=== Input rows ===

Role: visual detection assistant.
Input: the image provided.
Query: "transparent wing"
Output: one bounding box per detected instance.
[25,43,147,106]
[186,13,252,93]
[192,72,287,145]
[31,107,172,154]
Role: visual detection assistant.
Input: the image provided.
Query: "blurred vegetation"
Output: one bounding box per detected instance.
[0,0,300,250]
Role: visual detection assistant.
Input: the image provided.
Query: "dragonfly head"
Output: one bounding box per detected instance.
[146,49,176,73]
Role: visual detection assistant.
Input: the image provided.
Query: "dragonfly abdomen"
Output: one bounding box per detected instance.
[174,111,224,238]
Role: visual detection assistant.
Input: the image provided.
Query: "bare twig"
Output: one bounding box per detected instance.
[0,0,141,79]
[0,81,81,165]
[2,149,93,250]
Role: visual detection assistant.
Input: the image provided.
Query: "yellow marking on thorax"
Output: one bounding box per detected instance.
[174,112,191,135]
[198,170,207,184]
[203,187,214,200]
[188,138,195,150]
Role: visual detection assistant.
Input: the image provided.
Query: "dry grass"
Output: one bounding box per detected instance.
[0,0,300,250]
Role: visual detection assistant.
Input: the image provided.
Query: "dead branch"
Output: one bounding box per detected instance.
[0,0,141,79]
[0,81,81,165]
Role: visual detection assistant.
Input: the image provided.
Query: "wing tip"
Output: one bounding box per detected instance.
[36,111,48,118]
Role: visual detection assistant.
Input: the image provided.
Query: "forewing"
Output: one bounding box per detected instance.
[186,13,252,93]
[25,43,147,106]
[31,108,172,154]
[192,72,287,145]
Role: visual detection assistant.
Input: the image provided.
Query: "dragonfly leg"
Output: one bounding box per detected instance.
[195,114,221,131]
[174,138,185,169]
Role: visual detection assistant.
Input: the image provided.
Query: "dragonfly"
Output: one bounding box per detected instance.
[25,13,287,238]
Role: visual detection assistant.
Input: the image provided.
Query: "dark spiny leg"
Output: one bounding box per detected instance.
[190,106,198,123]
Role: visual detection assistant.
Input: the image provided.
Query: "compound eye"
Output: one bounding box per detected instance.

===

Requirement
Return every line of the entries above that contains the word "dragonfly".

Final result
Query: "dragonfly head"
Query: "dragonfly abdomen"
Query: "dragonfly leg"
Query: "dragonfly"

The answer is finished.